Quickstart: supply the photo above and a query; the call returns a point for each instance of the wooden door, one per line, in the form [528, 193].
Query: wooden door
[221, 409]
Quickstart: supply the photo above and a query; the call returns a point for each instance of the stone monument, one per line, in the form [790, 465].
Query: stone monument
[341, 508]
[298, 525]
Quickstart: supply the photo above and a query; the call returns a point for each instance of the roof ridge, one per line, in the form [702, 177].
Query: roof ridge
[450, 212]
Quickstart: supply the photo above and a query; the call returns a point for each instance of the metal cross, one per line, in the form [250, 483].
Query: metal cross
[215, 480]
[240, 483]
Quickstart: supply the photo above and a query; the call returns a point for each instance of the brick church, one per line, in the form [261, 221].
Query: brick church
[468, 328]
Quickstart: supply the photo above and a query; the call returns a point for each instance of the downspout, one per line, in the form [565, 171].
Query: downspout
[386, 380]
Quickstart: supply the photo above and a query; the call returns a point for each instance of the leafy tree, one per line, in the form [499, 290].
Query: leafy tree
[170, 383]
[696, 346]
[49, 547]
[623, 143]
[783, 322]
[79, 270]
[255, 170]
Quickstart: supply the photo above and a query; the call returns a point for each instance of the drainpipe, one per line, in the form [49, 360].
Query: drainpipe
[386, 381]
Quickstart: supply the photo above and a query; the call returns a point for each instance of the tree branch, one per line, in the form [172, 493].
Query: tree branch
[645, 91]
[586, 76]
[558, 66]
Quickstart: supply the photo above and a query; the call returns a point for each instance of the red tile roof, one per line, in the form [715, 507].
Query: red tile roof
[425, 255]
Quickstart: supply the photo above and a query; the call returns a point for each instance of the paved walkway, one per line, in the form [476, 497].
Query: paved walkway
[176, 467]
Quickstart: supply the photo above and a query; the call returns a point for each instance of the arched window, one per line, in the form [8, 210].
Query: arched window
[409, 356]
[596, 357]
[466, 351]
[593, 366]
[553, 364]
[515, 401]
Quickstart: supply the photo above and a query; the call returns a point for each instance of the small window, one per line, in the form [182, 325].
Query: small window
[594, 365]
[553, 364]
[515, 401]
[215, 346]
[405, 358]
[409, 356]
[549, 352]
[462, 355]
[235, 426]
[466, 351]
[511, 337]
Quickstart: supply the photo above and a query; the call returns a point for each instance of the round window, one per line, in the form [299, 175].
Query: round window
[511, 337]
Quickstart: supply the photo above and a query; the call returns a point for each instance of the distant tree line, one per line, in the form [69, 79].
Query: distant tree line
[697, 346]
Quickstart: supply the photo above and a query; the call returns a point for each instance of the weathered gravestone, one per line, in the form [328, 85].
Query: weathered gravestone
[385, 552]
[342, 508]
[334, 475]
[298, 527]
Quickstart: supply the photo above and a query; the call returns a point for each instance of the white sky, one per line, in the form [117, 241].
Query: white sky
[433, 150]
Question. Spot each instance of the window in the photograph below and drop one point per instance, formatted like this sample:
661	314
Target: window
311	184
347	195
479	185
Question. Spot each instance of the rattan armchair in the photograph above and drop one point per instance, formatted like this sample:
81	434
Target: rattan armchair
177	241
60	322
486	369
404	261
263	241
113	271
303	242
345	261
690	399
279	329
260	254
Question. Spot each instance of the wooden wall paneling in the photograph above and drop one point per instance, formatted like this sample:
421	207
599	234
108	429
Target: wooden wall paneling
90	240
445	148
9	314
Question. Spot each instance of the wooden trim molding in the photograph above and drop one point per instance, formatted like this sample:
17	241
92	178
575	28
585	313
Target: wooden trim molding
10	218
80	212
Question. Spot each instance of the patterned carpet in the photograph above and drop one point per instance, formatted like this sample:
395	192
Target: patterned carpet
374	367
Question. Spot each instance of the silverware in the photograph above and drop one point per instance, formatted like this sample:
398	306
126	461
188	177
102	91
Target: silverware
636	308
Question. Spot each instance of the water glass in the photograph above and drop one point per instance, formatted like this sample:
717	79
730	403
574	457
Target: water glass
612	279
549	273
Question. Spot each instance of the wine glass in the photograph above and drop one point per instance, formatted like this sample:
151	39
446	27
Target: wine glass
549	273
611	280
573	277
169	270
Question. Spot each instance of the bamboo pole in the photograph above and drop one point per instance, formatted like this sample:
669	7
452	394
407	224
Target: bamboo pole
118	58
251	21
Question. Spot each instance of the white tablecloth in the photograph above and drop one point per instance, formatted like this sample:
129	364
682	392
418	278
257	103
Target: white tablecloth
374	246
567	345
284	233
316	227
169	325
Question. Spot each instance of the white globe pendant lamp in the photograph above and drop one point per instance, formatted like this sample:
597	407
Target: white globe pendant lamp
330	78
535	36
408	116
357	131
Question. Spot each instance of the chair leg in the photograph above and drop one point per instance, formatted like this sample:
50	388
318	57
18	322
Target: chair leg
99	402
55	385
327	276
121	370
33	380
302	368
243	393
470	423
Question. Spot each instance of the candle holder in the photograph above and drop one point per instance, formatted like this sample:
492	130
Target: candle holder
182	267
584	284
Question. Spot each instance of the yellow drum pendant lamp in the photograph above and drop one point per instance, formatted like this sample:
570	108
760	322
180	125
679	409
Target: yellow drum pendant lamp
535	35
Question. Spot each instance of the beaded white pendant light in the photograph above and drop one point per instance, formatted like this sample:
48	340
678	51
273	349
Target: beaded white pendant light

------------------------------------------------------------------------

PROBLEM →
Each line above with the string "beaded" should be reported in full.

EXERCISE OUTPUT →
Question. Spot each instance of the beaded white pendant light in the photograph above and drop one point per instance, formatted like this sample:
Target: beaded white pendant light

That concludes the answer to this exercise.